**Description of the task:** Omit all pictures. Copy exactly the lines from the line containing "Where can you see the dark water" to the end of the listing, with both ends included.

Stored items from a collection:
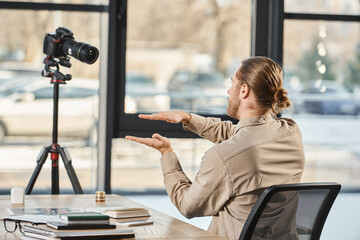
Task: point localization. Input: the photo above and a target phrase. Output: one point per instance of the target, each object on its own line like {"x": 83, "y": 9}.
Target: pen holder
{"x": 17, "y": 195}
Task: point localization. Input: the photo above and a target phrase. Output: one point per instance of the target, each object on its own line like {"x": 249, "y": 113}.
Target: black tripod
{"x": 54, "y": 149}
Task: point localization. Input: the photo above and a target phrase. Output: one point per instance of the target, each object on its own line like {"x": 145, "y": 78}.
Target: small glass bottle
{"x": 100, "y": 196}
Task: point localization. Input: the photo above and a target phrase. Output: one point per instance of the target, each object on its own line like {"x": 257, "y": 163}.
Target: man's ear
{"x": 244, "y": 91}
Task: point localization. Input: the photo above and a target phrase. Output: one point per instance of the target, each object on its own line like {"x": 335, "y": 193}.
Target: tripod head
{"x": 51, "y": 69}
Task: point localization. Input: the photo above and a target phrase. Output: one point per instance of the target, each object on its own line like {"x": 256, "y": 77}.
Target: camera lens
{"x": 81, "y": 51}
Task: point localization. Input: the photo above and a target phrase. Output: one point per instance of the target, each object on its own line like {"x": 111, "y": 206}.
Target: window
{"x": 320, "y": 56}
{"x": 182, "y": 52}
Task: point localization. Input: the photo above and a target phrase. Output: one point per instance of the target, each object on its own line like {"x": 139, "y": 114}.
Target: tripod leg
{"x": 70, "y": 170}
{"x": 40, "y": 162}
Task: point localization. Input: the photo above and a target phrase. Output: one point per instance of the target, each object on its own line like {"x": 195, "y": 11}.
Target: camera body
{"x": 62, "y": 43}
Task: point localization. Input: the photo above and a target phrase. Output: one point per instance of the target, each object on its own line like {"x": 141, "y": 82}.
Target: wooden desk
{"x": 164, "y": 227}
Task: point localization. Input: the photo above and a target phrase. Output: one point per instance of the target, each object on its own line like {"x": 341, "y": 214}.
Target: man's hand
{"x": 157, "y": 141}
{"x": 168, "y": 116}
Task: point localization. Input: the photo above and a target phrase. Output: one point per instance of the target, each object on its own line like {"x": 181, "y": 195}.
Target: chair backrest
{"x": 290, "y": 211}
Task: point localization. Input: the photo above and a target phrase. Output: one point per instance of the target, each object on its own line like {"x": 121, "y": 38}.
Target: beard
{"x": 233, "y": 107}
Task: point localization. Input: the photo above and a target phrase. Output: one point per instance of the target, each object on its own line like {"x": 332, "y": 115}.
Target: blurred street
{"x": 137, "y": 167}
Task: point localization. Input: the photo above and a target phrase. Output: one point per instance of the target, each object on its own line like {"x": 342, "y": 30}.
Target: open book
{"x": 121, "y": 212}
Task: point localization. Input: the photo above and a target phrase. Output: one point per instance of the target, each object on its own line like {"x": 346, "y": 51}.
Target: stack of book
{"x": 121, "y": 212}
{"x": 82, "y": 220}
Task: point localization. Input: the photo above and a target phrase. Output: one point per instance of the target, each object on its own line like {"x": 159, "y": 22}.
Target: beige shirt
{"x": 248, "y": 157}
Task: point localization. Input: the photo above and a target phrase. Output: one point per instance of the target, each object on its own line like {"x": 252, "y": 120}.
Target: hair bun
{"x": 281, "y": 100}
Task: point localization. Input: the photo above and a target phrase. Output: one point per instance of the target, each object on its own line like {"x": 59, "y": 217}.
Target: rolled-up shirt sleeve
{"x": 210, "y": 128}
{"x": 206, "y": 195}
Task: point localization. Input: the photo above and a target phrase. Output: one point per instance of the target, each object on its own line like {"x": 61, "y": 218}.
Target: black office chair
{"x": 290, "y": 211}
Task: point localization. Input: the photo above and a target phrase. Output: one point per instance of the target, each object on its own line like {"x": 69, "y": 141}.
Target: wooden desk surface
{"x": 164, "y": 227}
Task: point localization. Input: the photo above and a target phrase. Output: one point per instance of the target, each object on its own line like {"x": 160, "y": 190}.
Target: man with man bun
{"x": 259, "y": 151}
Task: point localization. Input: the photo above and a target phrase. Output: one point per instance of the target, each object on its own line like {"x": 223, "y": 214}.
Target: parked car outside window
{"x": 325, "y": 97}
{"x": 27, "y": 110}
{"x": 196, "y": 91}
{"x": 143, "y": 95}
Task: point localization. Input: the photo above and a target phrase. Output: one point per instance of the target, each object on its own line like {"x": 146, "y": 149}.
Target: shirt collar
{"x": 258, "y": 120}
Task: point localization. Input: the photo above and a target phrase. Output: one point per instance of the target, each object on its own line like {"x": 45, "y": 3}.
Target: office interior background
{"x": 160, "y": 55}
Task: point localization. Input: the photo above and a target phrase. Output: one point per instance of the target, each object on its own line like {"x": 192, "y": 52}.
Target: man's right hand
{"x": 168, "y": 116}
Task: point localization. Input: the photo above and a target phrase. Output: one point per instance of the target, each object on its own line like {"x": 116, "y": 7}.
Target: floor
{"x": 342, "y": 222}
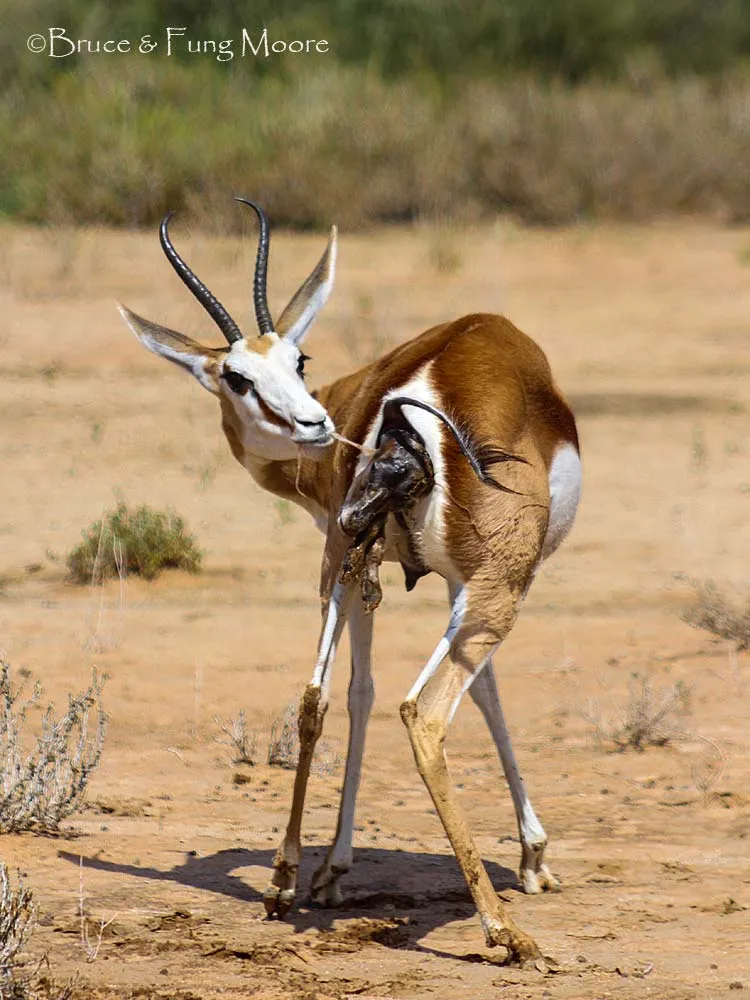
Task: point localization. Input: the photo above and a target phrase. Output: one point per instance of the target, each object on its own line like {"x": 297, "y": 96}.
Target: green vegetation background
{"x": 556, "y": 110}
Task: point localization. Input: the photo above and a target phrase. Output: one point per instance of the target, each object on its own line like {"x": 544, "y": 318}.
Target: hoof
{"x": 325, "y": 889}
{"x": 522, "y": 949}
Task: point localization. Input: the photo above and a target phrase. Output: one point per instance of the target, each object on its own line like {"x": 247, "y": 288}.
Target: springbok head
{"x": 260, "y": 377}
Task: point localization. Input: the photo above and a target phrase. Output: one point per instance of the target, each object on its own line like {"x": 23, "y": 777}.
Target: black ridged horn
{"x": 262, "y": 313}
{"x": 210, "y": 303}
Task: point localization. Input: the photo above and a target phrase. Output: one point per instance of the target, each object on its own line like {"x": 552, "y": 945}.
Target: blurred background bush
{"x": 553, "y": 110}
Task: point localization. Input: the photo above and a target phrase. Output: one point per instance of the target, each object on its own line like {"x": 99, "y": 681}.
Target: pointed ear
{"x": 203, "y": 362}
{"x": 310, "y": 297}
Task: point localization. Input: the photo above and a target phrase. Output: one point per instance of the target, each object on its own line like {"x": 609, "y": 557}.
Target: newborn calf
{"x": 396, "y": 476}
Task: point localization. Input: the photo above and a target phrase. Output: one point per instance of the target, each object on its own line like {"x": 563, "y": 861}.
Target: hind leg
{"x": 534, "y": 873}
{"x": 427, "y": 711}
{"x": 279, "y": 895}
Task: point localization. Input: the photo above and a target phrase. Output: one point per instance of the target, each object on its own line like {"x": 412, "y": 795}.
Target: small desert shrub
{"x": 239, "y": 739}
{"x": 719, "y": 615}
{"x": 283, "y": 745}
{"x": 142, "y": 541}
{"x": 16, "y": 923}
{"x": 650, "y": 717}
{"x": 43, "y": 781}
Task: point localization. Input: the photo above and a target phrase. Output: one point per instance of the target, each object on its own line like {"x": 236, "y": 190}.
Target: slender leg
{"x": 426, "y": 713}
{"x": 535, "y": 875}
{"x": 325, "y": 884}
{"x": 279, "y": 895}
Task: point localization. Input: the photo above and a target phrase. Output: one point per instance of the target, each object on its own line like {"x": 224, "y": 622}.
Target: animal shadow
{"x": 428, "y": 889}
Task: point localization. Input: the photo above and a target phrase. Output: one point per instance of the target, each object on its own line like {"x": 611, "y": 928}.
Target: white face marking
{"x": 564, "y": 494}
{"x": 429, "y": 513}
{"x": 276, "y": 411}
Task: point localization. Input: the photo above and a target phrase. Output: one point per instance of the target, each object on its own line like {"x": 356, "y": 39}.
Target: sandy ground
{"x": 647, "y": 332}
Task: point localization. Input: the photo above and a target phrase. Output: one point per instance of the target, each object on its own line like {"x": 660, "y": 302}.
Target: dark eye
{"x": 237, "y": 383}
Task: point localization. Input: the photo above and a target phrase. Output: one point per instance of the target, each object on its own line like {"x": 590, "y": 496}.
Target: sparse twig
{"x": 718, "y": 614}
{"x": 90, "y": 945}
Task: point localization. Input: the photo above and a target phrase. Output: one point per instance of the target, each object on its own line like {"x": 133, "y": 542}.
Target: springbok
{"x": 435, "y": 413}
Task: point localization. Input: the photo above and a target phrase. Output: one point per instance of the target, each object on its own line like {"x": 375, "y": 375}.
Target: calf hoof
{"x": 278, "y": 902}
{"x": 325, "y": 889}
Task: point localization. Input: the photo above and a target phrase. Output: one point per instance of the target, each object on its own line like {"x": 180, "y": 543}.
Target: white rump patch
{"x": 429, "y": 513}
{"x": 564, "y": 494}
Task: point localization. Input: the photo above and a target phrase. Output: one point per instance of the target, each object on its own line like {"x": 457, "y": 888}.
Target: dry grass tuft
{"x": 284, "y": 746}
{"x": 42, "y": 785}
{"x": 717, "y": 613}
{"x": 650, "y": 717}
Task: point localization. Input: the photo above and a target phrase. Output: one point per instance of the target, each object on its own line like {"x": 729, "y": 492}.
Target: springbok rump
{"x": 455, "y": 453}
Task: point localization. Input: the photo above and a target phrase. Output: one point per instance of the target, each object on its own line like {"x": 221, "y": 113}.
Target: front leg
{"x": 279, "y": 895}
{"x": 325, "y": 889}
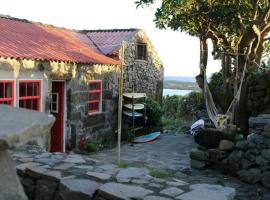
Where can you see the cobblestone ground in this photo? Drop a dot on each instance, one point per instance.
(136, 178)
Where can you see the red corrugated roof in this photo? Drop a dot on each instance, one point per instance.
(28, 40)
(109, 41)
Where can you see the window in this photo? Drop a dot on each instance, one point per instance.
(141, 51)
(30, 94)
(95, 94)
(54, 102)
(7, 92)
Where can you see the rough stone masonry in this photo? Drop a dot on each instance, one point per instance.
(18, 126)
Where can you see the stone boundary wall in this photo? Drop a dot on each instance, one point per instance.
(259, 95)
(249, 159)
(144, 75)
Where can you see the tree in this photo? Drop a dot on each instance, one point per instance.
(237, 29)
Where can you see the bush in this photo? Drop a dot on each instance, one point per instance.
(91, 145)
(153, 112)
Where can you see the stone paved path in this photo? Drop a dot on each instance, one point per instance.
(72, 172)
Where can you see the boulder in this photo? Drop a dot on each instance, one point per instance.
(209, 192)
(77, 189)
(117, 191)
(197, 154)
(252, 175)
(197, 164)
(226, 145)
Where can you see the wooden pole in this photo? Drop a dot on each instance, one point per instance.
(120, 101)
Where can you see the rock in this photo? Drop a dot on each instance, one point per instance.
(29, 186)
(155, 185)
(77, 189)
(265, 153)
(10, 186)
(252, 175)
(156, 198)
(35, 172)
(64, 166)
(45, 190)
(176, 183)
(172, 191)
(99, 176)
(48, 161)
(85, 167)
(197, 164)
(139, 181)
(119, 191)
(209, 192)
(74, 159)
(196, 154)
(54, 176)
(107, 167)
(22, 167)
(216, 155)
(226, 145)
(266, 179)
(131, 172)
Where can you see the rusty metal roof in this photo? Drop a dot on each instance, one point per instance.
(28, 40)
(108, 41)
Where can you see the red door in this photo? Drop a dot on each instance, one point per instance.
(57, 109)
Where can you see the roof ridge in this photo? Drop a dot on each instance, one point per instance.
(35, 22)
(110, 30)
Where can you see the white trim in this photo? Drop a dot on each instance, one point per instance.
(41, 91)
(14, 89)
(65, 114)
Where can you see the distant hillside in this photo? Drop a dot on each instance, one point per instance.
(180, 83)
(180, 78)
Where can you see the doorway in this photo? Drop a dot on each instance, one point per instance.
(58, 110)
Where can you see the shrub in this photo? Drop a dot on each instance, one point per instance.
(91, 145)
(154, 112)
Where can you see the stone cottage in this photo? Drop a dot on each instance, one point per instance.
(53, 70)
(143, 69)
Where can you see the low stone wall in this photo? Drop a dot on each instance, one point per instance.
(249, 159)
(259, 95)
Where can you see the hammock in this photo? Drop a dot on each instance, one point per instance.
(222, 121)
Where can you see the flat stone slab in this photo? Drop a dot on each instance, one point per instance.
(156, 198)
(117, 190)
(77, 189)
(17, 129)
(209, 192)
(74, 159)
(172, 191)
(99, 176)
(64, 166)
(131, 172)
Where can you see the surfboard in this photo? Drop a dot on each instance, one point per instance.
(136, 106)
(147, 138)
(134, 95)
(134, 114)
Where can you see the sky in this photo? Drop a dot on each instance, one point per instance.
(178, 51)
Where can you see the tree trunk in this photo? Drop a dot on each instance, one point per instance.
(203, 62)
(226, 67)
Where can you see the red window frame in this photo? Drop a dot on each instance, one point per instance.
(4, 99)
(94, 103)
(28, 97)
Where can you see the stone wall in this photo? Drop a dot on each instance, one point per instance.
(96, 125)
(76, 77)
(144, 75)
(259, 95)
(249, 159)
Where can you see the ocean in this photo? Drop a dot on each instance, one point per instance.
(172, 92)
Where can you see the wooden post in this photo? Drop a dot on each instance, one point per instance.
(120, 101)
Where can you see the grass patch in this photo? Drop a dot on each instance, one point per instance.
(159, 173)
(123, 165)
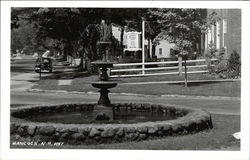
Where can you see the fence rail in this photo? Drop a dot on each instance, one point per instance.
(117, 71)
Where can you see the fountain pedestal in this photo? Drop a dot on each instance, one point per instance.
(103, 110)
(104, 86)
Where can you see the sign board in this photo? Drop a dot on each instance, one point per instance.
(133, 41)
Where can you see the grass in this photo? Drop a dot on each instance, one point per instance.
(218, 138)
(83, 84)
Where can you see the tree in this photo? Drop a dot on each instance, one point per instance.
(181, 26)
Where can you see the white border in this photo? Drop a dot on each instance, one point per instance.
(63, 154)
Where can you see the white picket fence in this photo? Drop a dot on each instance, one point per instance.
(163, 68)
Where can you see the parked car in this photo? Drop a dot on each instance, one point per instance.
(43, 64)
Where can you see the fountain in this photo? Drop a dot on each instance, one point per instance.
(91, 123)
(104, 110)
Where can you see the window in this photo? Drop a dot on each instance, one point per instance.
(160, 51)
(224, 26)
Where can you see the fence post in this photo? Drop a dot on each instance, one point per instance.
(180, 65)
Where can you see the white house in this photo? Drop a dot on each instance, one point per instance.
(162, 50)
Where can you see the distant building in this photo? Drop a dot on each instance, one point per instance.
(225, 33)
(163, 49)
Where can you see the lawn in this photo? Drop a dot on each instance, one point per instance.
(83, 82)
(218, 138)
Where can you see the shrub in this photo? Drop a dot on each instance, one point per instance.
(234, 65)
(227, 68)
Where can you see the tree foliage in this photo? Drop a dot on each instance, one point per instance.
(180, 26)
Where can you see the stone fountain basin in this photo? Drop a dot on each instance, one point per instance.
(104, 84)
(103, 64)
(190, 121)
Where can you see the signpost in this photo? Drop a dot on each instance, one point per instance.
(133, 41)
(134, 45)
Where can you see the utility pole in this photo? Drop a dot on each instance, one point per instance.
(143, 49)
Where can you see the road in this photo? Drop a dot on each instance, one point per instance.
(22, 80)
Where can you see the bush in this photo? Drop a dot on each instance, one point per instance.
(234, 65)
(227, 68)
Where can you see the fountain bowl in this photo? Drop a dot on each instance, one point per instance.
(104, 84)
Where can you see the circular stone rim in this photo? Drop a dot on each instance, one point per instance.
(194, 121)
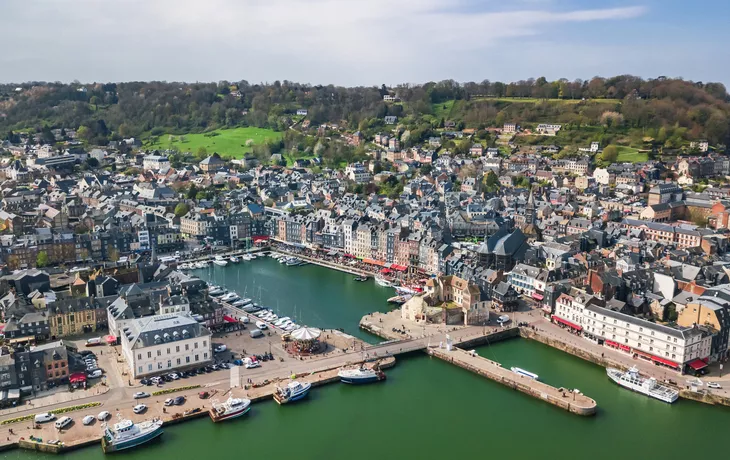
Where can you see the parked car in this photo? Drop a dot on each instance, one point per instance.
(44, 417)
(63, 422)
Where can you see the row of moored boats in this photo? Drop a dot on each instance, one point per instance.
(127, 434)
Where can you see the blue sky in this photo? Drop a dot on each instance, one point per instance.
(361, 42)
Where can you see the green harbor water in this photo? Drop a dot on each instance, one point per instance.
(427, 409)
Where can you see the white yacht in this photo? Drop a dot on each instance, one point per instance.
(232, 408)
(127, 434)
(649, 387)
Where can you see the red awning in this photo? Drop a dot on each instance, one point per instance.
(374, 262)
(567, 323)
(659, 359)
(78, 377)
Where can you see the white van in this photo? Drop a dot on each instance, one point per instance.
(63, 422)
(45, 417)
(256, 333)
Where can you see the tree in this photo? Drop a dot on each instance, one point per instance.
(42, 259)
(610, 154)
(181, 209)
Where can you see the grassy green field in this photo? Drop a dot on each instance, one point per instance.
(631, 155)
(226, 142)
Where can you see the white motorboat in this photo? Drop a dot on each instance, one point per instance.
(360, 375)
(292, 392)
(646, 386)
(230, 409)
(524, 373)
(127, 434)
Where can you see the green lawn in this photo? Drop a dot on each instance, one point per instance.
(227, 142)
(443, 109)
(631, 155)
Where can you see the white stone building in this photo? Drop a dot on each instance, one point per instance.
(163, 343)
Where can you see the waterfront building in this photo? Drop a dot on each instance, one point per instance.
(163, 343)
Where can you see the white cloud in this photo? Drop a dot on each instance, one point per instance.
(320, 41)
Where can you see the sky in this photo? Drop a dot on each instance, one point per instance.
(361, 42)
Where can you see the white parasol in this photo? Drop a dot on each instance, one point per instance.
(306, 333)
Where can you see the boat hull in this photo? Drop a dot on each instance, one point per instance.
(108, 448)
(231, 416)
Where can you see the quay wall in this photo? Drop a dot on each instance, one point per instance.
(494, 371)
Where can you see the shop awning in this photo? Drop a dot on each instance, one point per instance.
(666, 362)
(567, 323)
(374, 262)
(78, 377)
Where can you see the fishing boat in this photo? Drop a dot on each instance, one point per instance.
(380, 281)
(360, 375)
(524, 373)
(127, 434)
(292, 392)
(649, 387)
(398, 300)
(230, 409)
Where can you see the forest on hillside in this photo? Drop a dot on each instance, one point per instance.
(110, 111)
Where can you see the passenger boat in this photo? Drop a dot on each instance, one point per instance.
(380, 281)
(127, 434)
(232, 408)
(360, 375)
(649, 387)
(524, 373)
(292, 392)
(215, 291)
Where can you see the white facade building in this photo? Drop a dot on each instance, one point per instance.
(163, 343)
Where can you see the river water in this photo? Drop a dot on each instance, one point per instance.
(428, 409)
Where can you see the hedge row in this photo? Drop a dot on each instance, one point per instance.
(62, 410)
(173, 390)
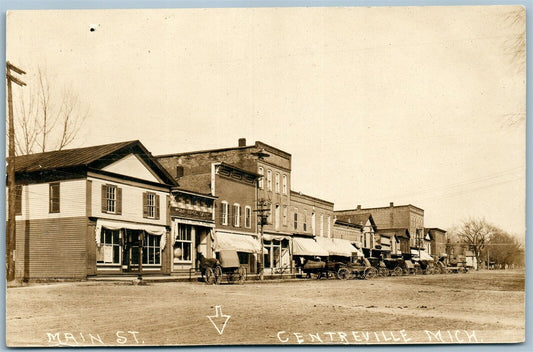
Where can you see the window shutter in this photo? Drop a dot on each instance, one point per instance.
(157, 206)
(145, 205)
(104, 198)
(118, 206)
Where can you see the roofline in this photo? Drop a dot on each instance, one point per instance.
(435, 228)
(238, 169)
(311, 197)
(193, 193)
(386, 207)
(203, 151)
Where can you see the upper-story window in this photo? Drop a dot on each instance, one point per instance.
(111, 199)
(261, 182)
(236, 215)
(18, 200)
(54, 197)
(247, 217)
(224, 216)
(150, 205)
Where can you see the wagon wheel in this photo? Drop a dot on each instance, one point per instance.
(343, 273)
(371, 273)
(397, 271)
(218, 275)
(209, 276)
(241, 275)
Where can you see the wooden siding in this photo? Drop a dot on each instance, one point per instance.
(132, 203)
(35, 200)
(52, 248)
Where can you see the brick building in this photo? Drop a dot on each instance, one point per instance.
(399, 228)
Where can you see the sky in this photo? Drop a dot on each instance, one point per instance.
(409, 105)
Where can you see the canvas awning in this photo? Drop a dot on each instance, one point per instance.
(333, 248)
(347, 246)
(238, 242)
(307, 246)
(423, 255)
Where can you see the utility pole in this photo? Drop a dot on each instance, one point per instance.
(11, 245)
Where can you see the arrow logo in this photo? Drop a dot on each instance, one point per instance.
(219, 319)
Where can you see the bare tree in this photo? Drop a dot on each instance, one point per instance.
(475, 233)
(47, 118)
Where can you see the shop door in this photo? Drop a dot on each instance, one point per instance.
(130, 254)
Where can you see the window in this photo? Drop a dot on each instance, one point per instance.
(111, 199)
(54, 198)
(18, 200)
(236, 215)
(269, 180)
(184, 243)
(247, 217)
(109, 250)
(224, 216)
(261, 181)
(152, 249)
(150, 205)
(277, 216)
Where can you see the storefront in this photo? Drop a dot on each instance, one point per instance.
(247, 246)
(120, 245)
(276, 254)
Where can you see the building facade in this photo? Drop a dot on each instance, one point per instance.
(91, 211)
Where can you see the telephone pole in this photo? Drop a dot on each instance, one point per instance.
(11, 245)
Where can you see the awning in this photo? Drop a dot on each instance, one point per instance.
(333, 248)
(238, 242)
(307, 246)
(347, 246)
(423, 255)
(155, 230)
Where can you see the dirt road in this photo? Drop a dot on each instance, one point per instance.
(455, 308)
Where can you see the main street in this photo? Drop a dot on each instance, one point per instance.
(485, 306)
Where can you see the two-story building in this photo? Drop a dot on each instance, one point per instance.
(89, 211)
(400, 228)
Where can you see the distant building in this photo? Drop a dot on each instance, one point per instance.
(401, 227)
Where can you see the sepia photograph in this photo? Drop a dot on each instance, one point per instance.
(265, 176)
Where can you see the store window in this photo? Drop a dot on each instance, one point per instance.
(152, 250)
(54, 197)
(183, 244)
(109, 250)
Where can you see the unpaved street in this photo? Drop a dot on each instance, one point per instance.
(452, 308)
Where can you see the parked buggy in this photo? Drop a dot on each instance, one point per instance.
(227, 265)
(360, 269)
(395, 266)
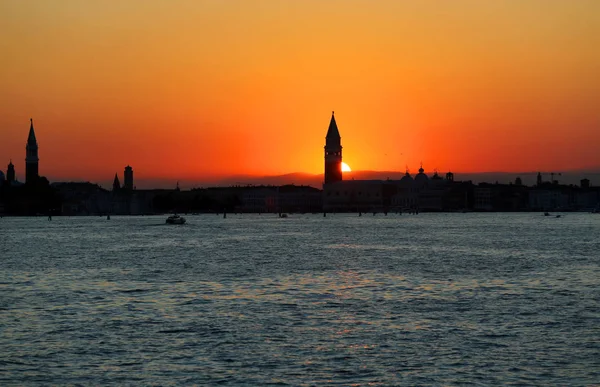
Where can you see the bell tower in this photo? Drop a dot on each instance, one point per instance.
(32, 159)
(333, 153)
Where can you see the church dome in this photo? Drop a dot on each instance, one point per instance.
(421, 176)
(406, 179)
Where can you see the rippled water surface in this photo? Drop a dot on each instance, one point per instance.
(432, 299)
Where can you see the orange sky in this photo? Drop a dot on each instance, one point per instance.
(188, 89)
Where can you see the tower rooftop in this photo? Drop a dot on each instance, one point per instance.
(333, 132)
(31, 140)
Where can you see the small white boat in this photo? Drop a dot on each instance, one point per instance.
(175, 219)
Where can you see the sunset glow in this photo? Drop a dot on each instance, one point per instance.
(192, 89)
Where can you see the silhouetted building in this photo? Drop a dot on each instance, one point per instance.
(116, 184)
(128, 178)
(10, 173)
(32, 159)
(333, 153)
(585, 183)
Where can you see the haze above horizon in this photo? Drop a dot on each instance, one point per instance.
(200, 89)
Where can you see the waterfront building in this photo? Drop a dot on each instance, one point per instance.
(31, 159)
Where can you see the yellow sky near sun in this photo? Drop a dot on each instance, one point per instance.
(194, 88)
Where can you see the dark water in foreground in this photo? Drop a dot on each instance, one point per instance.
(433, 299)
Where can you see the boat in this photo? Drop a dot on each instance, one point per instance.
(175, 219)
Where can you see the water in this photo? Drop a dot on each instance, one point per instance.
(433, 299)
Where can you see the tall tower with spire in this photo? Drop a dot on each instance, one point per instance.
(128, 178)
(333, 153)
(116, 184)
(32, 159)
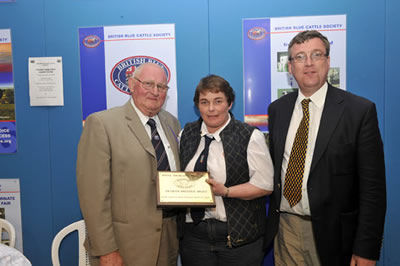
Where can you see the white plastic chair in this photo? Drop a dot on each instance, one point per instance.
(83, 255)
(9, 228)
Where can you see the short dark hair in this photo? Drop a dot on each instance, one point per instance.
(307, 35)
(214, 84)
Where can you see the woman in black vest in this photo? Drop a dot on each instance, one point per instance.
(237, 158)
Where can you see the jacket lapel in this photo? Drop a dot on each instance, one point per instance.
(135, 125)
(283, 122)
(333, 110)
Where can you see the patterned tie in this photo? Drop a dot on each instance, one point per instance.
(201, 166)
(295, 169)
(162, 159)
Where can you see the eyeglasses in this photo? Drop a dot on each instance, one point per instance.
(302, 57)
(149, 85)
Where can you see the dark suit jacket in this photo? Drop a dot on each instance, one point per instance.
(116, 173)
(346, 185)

**Solution:**
Where can you see the dark water in foreground in this photo? Drop a dot on each instance, one point per instance.
(433, 299)
Where can you see the boat in this photo? Drop a dot on each instance, one point per instance.
(175, 219)
Where can you see the water in this photo? Drop a dot on each instance, one point per instance.
(433, 299)
Where can you see the tall tower with spire in this photo? Drop a dot on each instance, one point per instance.
(128, 178)
(333, 153)
(116, 184)
(32, 159)
Where can you see the white plastic chair in this photo? Drop a dot on each instance, one point per instance.
(83, 255)
(9, 228)
Where can you see the short dark hair in this photo? Drop a dot on each instance, one point per instance.
(307, 35)
(214, 84)
Where can you see the woman in black vest in this photo? Drop a dot on each instance, one point per instance.
(237, 158)
Where can you see the jacket lapel in this photo? Drop a dot on each instance, one point per instance.
(135, 125)
(283, 122)
(333, 110)
Where can you see the patterned tie in this photo? Drop a dot on each instance, one point per instance.
(201, 166)
(295, 169)
(162, 159)
Where can you see the eyeglasses in this photo? Drop a dot on each instance, one point per instance.
(302, 57)
(149, 85)
Where can you see the dark suit jacket in this photo? Drop a dot on each instance, one point per instance.
(116, 173)
(346, 185)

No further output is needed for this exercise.